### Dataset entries
========================

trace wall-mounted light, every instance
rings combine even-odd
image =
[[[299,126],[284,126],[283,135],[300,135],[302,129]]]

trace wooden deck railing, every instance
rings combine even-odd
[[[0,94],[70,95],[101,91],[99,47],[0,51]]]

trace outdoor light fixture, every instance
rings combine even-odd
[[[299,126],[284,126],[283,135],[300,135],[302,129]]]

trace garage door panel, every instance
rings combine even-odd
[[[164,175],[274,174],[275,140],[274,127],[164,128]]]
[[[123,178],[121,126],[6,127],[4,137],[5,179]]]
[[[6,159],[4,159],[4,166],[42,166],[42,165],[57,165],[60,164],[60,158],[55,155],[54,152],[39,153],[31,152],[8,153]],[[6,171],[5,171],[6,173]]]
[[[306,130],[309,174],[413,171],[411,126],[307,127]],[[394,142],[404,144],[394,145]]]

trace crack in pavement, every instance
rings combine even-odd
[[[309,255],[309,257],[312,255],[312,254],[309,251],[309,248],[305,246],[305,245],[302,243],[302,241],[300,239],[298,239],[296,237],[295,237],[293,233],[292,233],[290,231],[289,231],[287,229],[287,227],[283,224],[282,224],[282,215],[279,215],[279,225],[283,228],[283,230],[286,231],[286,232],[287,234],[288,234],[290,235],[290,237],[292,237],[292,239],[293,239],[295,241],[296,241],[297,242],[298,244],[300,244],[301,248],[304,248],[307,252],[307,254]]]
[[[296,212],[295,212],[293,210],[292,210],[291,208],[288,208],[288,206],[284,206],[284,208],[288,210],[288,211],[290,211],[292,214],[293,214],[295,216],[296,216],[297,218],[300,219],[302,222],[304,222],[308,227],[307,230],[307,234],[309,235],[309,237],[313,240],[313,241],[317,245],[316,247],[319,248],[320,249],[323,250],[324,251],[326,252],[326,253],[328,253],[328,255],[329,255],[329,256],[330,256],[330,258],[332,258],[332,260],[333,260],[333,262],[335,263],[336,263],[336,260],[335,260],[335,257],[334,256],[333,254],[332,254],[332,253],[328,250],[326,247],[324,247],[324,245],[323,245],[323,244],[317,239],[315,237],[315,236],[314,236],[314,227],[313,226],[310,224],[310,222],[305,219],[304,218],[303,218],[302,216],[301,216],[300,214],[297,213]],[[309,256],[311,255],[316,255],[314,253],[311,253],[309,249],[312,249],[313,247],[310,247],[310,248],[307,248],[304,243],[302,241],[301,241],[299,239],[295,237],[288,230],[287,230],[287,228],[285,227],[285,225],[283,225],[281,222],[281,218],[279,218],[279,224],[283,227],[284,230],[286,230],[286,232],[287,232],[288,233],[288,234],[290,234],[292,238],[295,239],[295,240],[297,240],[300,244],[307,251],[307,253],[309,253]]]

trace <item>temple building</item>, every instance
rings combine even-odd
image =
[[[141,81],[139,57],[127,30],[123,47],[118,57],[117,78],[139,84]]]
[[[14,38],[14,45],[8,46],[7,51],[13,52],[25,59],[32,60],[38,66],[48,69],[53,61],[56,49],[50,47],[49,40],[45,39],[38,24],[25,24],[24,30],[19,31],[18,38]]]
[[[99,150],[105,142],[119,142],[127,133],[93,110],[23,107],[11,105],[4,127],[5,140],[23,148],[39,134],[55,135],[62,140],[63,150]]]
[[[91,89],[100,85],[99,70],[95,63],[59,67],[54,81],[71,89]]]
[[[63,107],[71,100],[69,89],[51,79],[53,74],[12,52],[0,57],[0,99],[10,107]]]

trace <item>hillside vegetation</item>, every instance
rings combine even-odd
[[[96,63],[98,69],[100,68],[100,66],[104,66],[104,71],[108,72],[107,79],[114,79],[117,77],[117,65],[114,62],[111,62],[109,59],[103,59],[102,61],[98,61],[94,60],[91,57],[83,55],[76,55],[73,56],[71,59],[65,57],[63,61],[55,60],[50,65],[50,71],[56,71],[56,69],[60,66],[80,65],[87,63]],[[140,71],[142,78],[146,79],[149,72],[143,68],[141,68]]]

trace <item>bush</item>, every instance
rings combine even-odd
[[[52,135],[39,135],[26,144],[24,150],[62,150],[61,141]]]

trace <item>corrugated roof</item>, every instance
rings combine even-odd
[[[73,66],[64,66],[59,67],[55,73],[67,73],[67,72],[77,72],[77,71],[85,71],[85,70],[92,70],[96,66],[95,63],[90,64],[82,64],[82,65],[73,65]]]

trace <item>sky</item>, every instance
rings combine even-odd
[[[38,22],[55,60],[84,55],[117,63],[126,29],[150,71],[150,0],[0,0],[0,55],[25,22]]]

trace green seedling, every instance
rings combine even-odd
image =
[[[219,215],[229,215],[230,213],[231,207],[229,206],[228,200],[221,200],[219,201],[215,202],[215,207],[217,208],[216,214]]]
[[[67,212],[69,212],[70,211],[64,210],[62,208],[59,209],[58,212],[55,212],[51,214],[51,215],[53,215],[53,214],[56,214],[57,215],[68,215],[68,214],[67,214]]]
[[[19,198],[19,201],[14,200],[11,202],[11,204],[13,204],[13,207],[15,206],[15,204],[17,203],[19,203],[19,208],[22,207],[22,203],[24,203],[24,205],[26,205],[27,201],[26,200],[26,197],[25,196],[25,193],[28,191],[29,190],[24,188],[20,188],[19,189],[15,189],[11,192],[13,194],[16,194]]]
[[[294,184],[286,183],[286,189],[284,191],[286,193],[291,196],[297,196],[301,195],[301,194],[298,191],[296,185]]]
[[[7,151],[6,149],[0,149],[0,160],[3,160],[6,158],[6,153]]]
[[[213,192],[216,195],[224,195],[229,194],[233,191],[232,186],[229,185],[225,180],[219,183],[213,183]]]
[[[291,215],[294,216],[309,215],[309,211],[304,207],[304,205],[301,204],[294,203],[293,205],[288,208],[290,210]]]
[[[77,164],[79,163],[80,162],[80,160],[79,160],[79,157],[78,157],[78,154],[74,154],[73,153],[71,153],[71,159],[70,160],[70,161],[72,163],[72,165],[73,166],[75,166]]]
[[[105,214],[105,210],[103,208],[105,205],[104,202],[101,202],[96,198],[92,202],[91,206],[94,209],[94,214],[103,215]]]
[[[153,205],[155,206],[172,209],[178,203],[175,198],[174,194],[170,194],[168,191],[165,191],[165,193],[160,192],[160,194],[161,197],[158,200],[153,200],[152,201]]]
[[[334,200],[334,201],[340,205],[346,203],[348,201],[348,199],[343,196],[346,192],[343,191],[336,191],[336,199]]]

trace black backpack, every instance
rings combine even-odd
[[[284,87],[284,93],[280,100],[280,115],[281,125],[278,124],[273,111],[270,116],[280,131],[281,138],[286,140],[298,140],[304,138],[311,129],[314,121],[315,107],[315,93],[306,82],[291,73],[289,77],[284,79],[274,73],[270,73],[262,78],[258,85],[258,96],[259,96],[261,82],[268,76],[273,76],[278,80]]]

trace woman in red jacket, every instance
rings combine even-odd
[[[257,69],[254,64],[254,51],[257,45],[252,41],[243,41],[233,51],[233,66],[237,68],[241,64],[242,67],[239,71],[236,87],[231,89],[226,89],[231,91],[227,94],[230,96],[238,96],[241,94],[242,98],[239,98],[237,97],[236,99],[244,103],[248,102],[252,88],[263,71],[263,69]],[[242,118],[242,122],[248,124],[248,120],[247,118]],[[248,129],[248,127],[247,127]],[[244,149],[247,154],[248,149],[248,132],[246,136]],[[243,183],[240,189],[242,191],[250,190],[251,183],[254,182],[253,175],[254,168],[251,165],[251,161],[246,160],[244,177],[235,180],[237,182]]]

========================

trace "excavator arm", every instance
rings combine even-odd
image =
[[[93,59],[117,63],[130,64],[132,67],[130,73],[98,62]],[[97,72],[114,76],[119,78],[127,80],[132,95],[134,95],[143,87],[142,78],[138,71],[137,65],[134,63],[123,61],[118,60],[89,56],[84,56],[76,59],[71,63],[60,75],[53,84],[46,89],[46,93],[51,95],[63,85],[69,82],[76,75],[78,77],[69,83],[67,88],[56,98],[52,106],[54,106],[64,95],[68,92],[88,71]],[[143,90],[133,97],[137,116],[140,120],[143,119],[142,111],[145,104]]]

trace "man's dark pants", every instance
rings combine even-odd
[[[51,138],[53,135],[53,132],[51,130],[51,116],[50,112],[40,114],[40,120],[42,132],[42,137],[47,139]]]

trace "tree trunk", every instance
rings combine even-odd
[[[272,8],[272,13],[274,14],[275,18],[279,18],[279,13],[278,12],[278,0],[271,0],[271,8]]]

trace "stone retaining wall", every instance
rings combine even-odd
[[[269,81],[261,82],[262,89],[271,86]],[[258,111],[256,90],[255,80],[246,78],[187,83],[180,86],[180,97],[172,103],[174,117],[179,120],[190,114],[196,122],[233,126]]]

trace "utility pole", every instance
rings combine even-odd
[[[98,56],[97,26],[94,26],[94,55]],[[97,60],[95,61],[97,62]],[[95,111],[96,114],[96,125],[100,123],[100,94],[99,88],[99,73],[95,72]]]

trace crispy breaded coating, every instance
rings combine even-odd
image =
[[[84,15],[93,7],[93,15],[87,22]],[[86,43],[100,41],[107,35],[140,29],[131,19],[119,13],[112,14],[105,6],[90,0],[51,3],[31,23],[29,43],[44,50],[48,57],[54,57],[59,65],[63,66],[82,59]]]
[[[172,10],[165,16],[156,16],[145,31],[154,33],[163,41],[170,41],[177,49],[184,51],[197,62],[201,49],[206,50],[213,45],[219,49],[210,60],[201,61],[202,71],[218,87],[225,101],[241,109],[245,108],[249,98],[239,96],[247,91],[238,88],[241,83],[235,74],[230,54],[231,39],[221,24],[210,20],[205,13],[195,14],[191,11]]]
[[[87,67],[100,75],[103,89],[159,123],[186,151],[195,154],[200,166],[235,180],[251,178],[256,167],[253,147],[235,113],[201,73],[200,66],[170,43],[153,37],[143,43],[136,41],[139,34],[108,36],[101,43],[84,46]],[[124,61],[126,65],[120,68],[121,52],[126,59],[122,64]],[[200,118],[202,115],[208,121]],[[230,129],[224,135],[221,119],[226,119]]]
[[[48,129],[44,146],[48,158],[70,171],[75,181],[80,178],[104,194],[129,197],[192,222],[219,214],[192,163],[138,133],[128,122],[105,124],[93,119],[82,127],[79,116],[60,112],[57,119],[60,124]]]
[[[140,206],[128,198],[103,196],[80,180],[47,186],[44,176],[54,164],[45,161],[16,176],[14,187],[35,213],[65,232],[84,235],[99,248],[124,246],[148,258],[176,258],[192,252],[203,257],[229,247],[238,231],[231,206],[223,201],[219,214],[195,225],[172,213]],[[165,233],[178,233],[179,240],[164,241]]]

========================

### DIRECTIVE
Find each line in the rows above that contains the string "item", treating case as significant, and copy every such line.

### SOLVED PROBLEM
trace <item>temple building</item>, every instance
trace <item>hillside vegetation</item>, every instance
trace <item>bush</item>, every instance
trace <item>corrugated roof</item>, every instance
trace <item>sky</item>, every instance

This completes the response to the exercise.